STUDY TEXT –
International career
- Years: Team / Apps / (Points)
- 2016–2017: Scotland U18 / 4 / (15)
- 2015–2016: Scotland U19 / 1 / (0)
- 2017–2018: Scotland U20 / 8 / (5)

= Cammy Hutchison =

Scottish rugby union player (born 1998)

Cameron Hutchison (born 1 June 1998) is a Scottish professional rugby union player who currently plays for Newcastle Red Bulls in the Premiership Rugby.

== Amateur career ==
Hutchison born in Birmingham and moved to North Berwick when he was 2 where he attended North Berwick High School and latterly George Heriot's School in Edinburgh. He was awarded a Stage 3 contract in the BT Sport Scottish Rugby Academy in 2016.

== Professional career ==
In 2018 Hutchison played in the south of France, through Scottish Rugby's performance partnership with French Federale 1 side Stade Niçois.

He returned to Scotland after his one-year loan period and signed for Heriot's Rugby in Scottish Rugby's Super 6 franchise earning 3 Player of the Match awards.

Hutchison started training with Edinburgh Rugby in November 2020 and made a try-scoring debut for the club in the Guinness PRO14 Rainbow Cup clash against Ulster in June 2021.

DATASET ENTRIES –
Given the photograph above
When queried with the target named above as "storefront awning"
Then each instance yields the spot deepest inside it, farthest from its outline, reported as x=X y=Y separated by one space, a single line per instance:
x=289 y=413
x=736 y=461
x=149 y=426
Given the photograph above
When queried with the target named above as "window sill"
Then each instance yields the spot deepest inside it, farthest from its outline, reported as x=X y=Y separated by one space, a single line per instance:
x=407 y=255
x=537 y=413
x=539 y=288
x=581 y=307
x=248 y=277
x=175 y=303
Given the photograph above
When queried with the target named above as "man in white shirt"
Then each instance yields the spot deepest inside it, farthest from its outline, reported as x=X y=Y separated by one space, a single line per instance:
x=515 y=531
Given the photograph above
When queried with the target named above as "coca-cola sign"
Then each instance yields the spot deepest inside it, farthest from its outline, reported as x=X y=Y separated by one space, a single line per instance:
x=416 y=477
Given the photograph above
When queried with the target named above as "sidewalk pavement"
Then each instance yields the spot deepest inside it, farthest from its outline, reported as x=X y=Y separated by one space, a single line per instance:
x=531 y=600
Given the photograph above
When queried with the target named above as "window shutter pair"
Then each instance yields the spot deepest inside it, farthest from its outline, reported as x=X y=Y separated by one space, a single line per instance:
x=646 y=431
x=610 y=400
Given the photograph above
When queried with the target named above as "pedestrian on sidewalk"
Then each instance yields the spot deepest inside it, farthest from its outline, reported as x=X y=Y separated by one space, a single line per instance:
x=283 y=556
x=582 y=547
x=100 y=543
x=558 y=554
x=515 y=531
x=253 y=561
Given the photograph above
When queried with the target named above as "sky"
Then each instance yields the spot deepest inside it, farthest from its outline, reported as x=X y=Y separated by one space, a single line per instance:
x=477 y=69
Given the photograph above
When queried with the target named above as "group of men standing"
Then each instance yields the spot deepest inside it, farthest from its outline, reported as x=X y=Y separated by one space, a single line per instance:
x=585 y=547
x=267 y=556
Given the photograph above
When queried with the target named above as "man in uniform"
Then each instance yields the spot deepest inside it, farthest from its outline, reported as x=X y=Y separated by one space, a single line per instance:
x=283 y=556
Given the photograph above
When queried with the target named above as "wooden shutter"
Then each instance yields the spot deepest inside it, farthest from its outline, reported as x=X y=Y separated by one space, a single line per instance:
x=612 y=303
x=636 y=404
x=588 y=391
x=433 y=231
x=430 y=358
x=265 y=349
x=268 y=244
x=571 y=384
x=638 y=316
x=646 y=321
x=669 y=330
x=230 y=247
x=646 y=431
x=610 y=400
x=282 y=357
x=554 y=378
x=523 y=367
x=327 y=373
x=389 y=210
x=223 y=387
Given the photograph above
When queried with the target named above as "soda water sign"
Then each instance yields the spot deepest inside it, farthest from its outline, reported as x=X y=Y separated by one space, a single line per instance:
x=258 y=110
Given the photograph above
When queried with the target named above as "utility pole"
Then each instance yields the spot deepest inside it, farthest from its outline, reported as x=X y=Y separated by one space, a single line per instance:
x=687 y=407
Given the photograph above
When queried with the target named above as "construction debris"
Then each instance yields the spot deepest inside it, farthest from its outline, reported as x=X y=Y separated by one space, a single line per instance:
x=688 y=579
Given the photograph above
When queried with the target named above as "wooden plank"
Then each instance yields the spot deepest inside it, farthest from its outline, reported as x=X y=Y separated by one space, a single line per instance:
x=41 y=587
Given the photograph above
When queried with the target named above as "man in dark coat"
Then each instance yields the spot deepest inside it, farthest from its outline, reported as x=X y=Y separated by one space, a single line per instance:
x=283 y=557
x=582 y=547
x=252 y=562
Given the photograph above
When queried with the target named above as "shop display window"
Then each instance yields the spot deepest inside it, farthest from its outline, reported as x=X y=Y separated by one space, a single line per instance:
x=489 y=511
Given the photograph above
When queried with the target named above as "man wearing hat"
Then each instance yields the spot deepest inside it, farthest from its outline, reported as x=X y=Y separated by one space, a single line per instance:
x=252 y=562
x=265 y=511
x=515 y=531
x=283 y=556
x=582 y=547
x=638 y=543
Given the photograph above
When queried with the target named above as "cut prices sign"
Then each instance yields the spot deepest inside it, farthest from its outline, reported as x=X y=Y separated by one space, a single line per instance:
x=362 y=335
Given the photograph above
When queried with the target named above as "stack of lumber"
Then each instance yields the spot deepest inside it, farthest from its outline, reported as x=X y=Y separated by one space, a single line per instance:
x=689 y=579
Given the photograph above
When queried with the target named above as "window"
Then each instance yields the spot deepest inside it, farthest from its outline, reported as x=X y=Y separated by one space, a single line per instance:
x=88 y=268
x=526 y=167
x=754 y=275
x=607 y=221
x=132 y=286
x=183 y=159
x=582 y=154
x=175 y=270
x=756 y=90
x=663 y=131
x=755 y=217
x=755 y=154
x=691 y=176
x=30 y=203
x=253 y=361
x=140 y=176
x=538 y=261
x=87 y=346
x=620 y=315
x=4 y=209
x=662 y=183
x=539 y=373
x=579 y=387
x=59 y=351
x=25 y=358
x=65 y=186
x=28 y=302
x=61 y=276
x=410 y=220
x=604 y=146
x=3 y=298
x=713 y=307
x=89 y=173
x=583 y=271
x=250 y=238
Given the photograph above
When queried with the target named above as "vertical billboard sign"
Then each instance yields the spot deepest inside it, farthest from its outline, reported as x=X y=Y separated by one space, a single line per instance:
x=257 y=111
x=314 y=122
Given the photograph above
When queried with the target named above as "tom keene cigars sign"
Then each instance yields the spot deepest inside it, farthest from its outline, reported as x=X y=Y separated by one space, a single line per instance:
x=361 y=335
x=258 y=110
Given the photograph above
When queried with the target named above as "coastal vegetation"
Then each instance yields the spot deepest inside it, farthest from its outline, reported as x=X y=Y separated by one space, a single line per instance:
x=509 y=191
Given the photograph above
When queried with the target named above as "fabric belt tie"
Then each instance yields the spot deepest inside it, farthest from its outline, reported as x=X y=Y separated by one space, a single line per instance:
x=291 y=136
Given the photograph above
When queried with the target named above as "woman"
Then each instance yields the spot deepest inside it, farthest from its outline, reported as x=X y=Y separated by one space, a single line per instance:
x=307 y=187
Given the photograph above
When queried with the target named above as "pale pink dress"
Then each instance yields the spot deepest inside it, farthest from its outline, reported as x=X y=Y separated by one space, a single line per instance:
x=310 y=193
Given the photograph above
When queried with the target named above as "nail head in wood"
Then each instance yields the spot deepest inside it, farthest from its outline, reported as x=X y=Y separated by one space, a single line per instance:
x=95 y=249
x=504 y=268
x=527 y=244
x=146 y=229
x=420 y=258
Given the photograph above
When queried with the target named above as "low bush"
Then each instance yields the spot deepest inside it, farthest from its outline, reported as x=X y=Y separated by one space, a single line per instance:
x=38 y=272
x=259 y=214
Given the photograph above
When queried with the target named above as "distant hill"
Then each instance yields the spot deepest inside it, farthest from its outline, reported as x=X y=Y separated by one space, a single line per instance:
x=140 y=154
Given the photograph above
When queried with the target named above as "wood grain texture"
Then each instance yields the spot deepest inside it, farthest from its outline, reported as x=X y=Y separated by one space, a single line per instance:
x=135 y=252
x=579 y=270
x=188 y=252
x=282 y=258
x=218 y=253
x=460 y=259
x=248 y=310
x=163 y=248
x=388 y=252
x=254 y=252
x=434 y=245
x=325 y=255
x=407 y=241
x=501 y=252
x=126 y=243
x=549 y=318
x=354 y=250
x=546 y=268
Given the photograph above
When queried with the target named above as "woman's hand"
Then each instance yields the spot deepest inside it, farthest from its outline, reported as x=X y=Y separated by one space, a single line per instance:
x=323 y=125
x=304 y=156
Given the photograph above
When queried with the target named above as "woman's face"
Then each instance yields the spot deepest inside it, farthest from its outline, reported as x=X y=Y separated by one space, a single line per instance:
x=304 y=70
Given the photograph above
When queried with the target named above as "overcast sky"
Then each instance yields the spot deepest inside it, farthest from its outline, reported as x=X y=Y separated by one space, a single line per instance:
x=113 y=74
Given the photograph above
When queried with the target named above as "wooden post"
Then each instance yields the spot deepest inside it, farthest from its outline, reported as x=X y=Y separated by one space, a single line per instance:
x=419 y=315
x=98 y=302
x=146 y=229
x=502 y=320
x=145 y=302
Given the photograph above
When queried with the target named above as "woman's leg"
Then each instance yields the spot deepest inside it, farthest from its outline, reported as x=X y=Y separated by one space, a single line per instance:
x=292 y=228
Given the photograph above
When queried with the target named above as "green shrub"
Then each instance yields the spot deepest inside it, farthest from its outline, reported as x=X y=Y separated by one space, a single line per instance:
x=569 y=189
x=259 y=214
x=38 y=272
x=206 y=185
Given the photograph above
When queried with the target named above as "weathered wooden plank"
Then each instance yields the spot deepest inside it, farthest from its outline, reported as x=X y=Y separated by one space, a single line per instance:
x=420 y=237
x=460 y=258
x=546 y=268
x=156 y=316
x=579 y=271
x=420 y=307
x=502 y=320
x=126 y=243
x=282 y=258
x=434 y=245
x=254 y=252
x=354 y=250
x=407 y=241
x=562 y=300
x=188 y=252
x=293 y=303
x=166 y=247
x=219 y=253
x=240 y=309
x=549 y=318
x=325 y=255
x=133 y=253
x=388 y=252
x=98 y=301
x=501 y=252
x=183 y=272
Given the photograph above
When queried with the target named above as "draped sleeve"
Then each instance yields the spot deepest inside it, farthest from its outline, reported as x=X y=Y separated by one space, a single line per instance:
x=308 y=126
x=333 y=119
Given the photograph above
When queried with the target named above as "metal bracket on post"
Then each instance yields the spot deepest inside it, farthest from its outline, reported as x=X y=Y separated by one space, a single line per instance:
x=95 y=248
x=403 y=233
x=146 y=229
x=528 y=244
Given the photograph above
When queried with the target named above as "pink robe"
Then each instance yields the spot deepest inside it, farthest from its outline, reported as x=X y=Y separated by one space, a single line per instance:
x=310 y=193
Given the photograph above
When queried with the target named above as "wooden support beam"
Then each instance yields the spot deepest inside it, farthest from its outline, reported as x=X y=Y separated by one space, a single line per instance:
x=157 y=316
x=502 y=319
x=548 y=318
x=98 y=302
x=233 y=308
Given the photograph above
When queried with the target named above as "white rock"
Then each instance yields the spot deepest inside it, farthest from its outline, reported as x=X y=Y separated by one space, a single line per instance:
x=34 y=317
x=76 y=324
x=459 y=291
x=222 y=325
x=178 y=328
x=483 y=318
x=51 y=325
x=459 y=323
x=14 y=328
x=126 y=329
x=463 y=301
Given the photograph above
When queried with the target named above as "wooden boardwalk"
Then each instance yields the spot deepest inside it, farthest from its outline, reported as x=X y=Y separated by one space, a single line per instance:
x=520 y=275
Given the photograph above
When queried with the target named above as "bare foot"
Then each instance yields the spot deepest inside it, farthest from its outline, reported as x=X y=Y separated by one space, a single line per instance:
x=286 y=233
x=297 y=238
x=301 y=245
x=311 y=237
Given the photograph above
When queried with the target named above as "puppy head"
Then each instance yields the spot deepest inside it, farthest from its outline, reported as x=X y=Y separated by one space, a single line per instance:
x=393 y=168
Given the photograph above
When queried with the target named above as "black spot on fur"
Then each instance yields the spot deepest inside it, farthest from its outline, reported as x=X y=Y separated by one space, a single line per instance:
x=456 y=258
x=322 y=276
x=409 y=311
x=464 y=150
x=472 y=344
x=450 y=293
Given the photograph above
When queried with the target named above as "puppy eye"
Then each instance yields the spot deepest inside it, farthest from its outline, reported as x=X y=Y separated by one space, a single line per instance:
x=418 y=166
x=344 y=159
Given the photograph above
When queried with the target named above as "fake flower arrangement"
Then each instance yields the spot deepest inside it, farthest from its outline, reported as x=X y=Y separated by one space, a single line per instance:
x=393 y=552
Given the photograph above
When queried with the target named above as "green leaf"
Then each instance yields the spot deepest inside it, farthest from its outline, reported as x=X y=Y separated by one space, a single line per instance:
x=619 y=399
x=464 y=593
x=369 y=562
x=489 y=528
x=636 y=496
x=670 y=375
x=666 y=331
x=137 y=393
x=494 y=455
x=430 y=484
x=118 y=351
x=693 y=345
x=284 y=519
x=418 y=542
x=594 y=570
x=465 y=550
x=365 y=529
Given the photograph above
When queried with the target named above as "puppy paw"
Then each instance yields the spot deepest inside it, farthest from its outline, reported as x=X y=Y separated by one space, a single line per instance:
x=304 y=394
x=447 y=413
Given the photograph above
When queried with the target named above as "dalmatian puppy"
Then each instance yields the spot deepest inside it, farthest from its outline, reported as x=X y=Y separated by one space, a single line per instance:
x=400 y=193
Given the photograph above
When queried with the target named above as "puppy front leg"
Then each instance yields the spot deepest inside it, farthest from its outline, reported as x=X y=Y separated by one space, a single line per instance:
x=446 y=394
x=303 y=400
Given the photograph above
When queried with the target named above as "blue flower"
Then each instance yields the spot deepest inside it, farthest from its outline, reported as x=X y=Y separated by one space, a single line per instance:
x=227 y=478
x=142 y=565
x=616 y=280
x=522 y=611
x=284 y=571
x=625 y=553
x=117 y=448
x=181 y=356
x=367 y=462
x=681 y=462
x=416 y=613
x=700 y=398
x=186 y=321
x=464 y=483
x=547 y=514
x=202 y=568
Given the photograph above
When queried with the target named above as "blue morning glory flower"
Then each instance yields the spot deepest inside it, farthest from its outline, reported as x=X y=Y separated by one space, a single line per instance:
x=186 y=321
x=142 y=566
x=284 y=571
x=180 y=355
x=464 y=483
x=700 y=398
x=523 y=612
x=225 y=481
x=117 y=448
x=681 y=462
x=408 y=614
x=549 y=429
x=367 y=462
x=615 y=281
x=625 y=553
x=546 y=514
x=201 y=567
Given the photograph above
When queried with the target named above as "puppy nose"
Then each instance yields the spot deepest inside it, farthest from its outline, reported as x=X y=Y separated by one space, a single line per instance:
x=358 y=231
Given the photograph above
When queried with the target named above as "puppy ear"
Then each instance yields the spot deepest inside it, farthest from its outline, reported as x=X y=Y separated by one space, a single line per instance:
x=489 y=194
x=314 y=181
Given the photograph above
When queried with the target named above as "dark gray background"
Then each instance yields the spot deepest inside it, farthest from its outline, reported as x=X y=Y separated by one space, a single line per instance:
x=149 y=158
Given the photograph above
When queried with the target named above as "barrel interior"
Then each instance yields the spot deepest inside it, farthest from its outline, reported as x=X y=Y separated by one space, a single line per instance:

INSTRUCTIONS FOR THE TASK – In the Cammy Hutchison profile, which French Federale 1 side did he play for in 2018?

ANSWER SECTION – Stade Niçois.